▸ Input material
-- START --

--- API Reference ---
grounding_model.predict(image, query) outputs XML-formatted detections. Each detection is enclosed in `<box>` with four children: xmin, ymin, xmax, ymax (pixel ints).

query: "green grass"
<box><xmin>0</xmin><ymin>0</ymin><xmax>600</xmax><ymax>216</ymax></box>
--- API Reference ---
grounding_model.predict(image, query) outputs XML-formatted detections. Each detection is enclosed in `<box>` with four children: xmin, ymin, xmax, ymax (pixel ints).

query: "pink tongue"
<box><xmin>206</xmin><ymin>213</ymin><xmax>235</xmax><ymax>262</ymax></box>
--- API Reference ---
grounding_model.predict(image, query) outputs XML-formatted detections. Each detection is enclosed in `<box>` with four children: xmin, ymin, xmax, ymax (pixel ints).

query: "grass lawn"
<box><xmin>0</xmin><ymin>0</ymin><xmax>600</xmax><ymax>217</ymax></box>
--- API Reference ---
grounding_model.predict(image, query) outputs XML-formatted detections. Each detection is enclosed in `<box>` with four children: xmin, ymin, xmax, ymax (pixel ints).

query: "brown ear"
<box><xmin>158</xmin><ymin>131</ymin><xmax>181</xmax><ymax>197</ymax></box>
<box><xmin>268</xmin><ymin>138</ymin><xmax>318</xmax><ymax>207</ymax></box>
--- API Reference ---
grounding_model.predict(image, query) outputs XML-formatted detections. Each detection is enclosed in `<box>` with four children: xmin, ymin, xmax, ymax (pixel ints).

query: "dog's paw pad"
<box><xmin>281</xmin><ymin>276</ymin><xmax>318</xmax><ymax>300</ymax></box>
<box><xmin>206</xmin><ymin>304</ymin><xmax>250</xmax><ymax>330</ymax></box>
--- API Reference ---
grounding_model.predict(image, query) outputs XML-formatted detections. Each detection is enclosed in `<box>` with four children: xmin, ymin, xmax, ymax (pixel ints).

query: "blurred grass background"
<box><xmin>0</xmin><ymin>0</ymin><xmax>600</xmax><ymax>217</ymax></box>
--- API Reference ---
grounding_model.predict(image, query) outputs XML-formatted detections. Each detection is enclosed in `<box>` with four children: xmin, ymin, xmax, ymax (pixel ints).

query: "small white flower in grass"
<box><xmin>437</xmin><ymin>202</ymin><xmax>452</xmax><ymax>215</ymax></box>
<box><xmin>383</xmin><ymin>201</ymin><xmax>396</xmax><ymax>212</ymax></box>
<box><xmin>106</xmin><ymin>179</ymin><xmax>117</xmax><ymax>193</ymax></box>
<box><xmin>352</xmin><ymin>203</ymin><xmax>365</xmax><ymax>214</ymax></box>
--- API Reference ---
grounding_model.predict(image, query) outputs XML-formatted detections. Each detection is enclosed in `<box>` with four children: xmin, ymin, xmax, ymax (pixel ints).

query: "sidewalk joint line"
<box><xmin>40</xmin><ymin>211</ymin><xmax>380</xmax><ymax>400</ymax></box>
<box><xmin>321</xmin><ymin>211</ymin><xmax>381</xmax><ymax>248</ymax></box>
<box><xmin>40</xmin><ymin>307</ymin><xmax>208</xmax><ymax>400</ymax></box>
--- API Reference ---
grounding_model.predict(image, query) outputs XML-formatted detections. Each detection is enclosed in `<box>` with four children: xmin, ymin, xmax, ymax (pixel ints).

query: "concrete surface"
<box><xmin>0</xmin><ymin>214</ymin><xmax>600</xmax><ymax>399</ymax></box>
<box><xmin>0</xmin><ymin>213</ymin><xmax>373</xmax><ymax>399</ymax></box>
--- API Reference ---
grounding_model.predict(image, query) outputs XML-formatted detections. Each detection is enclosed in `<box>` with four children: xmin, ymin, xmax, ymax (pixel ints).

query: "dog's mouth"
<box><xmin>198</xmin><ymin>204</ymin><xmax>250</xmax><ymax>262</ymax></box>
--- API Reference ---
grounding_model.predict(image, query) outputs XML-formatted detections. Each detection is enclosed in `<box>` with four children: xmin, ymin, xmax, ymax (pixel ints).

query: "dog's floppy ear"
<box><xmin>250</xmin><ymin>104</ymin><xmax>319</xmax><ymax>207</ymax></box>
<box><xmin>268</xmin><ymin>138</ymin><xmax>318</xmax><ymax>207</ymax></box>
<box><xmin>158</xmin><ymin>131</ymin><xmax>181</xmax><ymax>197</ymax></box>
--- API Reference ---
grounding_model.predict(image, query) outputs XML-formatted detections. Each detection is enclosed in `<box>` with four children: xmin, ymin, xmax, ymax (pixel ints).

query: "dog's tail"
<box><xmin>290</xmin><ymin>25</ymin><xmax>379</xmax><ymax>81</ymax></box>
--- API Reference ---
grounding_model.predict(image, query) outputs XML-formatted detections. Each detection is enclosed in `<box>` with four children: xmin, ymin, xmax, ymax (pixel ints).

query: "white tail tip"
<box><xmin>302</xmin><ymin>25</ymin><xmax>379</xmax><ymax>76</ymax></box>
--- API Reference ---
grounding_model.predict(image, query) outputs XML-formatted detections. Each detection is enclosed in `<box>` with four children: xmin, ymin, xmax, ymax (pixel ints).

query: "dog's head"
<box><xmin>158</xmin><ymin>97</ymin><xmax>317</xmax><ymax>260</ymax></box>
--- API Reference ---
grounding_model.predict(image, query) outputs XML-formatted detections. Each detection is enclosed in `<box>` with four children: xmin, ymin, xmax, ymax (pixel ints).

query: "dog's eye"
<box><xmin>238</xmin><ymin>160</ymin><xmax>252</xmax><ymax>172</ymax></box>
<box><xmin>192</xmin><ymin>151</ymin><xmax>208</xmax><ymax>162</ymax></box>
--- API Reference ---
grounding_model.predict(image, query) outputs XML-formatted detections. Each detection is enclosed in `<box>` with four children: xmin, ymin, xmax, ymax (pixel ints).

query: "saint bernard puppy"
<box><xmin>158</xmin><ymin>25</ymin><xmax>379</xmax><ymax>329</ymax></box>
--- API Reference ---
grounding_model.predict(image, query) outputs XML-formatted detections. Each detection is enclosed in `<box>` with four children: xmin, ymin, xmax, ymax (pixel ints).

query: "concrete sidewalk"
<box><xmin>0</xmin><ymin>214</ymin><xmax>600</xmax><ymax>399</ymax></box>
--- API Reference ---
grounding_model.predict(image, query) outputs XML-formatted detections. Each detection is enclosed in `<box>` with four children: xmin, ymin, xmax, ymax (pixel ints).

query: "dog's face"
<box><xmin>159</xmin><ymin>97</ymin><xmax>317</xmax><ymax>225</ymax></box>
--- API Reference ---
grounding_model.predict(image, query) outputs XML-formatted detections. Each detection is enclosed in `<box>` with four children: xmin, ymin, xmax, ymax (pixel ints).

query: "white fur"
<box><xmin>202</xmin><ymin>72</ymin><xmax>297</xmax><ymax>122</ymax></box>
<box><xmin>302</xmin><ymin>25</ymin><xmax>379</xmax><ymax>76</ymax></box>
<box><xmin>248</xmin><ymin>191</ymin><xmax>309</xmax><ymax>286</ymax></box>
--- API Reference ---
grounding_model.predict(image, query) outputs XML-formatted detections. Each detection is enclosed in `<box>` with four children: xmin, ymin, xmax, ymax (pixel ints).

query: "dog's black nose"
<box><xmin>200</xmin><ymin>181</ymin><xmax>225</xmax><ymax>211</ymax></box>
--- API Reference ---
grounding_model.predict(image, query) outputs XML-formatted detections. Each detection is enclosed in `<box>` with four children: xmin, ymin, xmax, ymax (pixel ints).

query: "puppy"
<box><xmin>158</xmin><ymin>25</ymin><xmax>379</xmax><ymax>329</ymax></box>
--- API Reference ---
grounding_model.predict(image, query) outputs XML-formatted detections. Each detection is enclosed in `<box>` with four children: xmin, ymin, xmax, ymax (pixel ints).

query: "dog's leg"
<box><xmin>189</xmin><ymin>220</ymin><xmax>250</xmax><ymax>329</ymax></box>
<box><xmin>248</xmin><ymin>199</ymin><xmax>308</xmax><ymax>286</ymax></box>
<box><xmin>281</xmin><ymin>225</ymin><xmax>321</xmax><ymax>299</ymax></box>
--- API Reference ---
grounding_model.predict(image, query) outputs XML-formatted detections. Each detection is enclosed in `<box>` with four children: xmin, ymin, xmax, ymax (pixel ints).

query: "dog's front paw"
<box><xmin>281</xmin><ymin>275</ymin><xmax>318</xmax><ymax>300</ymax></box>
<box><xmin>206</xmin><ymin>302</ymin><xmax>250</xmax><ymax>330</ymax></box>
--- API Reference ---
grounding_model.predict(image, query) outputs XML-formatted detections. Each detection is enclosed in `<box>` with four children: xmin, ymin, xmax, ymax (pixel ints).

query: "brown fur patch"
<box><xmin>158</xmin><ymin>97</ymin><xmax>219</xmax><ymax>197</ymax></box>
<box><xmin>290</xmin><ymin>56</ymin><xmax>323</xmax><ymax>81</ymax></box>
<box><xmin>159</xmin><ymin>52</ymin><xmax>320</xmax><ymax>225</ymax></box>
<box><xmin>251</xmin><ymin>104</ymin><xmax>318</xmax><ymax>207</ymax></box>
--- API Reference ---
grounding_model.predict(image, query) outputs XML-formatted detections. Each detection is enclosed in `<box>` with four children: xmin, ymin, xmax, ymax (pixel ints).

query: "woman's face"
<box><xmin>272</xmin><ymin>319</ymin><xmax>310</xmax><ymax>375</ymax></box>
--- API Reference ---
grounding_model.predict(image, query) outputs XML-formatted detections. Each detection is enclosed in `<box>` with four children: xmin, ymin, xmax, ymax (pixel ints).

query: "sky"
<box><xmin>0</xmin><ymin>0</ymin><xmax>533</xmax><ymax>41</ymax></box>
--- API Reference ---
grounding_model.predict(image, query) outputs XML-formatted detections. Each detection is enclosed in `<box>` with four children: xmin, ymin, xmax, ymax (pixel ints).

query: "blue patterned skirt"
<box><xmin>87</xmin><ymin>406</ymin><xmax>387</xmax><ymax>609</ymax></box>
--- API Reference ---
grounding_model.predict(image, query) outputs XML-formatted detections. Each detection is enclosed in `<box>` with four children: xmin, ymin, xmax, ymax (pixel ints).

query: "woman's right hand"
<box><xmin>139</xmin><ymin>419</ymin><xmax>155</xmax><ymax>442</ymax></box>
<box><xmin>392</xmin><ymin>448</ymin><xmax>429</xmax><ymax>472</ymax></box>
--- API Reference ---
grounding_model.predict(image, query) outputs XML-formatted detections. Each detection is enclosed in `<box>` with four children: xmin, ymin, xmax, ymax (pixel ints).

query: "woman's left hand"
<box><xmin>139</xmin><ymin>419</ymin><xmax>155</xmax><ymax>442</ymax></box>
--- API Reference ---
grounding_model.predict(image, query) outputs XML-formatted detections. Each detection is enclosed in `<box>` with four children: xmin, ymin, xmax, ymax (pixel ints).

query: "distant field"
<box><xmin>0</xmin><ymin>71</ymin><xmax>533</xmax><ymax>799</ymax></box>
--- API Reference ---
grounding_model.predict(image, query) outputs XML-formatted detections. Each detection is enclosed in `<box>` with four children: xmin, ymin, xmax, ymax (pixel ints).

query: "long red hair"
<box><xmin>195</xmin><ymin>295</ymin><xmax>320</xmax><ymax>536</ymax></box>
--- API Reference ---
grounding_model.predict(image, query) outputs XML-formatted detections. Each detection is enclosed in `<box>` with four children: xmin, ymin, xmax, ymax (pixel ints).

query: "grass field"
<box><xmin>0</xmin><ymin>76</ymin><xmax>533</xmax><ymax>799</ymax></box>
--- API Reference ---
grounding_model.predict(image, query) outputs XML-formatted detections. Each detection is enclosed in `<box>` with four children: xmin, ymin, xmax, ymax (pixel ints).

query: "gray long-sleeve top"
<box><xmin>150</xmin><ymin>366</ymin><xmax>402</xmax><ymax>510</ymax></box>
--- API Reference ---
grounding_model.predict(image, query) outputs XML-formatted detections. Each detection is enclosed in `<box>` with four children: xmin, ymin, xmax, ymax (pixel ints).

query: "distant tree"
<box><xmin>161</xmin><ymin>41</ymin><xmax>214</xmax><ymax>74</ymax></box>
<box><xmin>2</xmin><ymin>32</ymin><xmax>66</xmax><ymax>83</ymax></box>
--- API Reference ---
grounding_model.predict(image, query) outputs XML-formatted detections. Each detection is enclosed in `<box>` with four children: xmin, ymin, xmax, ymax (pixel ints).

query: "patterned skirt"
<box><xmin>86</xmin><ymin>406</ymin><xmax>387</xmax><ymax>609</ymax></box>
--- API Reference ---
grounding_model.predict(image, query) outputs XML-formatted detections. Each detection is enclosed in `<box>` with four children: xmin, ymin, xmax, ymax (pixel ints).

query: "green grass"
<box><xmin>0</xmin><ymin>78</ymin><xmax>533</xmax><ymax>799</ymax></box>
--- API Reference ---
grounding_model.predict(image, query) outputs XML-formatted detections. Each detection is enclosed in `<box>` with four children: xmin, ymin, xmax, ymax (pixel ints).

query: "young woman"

-- END --

▸ Given problem
Please pull out every line in the rows above that contains the string "patterned". Case counts.

▸ Output for this exercise
query: "blue patterned skirt"
query: "patterned skirt"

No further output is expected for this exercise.